Passage given
+---+
[ 
https://issues.apache.org/jira/browse/OAK-8523?page=com.atlassian.jira.plugin.system.issuetabpanels:comment-tabpanel&focusedCommentId=17150079#comment-17150079
 ] 

Ashish Chopra edited comment on OAK-8523 at 7/2/20, 8:43 AM:
-------------------------------------------------------------

{quote}
bq. webpage-as-primary-key-cache
Sorry I don't know what that means.
{quote}
That was my way of differentiating between the two "types" of structures that 
can store the reference-cache in question.
Following is what I called a "reference-as-primary-key-cache":
{noformat}
/var
  + ref-cache
    + a
      + b
       + my-img.jpg
         + my.site.example.com
           - references = {/my/page/1, my/page/2}
         + myother.site.example.com
           - references = {/my/page/11}
{noformat}

What follows next is what I called "webpage-as-primary-key-cache"
{noformat}
/var
  + ref-cache
    + my.site.example.com
      + my
        + page
          + 1
            - resources = {/a/b/my-img.jpg, ...}
          + 2
            - resources = {/a/b/my-img.jpg, ...}
    + myother.site.example.com
      + my
        + page
          + 11
            - resources = {/a/b/my-img.jpg, ...}
{noformat}

(I didn't use "source"/"target" terminology because I think it is easy to get 
confused - sorry).

bq. if you use a JCR "reference", e.g. using [Node.setProperty(String, 
Node)|https://docs.adobe.com/docs/en/spec/jsr170/javadocs/jcr-2.0/javax/jcr/Node.html#setProperty(java.lang.String,%20javax.jcr.Node)],
 then you can get the list of references using 
[Node.getReferences|https://docs.adobe.com/docs/en/spec/jsr170/javadocs/jcr-2.0/javax/jcr/Node.html#getReferences()]...
 Internally it is running a query btw.
Thanks for this suggestion!
AIU these APIs rely on jcr:uuid of the resource (i.e., the "source"), right? If 
yes, do you think we should worry about the potential bloat of the UUID index?
bq. The second option is to use a query (not a fulltext query, just a regular 
query).
As in a query on "resources" property in the webpage-as-primary-key-cache 
(defined above), right? Something like:
{noformat}
select * from [nt:base] as a where a.[resources]='/a/b/my-img.jpg' and 
isdescendantnode(a, '/var/ref-cache')
{noformat}

{quote}
bq. with resource-as-primary-key-cache, we just traverse right to the resource 
we need to find the reference for and read the prop - no search required.
On the other hand, you have many downsides, like the risk of having too many 
references.
...
you can also store paths. In which case you can't use the out-of-the-box 
feature and have to run the query yourself.
{quote}
It seems there's no easy answer here as there are tradeoffs involved - 
somethings are better if limits of the system/repository aren't expected to be 
reached/breached, others might have better scale characteristics but come at a 
cost of a slight increase in complexity and increased dependence on 
query-subsystem (and of course additional index-definiton+data if JCR 
references can't be used).

bq. in summary, I think the warning for large string properties and many 
entries in a multi-value property are justified... In my view, the added 
complexity to run a query, or to use uuids, is worth the trouble to avoid those 
problems.
Thanks for the discussion and recommendations [~thomasm]!
+---+
Data extract
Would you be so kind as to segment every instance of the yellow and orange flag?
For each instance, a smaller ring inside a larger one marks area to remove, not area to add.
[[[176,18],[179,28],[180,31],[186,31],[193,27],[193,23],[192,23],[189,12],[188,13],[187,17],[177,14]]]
+---+
Problem statement
Condense the paragraph of the comment that begins "It seems there's no easy answer here" into a short bulleted list that keeps its main points. The listing that comes after the comment isn't needed here.

Answer to the task
- There is no easy answer, because tradeoffs are involved.
- Some approaches work better if the system or repository limits aren't expected to be reached or breached.
- Others may scale better, but they cost a slight increase in complexity and more dependence on the query subsystem.
- If JCR references can't be used, those approaches also need an additional index definition and index data.